Gli ex ufficiali dell’Arma Mario Mori e Giuseppe De Donno, il giornalista Filippo Facci e in collegamento da remoto il professore Giovanni Fiandaca, con l'aggiunta Cuno Jakob Tarfusser, sostituto procuratore generale della Corte d'Appello di Milano. Tutti insieme appassionatamente i detrattori del processo Trattativa Stato-Mafia si sono ritrovati il 12 dicembre, a Palazzo delle Stelline di Milano, in occasione della presentazione dell'ultimo libro dell'avvocato Basilio Milio.
Nei loro interventi, stavolta, sono stati messi da parte gli insulti personali e gli attacchi diretti optando invece per un approccio centrato sulla sostanza degli argomenti in discussione. Quale occasione migliore di questa poteva presentarsi per rilanciare teorie e sproloqui smentiti a più riprese anche da sentenze passate in giudicato?
Lo vogliamo ripetere ancora una volta: trattativa ci fu. Così come i morti, le bombe, i corpi dilaniati.

#### CONSEGNA:
Trascrivi il brano a partire da "Nei loro interventi, stavolta, sono" e proseguendo fino a "i corpi dilaniati.", sostituendo "sproloqui" con "vaneggiamenti".

#### RACCOLTA DATI:
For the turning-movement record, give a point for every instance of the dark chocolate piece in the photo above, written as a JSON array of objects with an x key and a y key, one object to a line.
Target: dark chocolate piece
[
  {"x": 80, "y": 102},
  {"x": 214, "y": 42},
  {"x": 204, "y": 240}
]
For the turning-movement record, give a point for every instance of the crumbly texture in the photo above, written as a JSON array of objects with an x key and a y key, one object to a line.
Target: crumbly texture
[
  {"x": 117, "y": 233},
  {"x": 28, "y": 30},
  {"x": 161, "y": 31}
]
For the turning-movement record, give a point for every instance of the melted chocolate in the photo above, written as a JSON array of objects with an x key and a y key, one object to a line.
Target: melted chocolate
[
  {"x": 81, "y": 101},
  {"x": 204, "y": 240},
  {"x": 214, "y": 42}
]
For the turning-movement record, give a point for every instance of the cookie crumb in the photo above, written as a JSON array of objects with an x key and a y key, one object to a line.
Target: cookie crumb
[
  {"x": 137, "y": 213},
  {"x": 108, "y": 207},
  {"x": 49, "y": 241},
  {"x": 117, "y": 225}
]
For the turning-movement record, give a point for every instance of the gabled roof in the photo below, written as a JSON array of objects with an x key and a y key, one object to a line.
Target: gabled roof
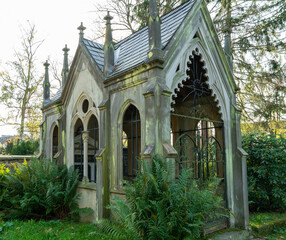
[{"x": 132, "y": 51}]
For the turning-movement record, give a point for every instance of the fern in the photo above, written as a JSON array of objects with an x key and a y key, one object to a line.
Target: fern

#### RISPOSTA CORRETTA:
Nei loro interventi, stavolta, sono stati messi da parte gli insulti personali e gli attacchi diretti optando invece per un approccio centrato sulla sostanza degli argomenti in discussione. Quale occasione migliore di questa poteva presentarsi per rilanciare teorie e vaneggiamenti smentiti a più riprese anche da sentenze passate in giudicato?
Lo vogliamo ripetere ancora una volta: trattativa ci fu. Così come i morti, le bombe, i corpi dilaniati.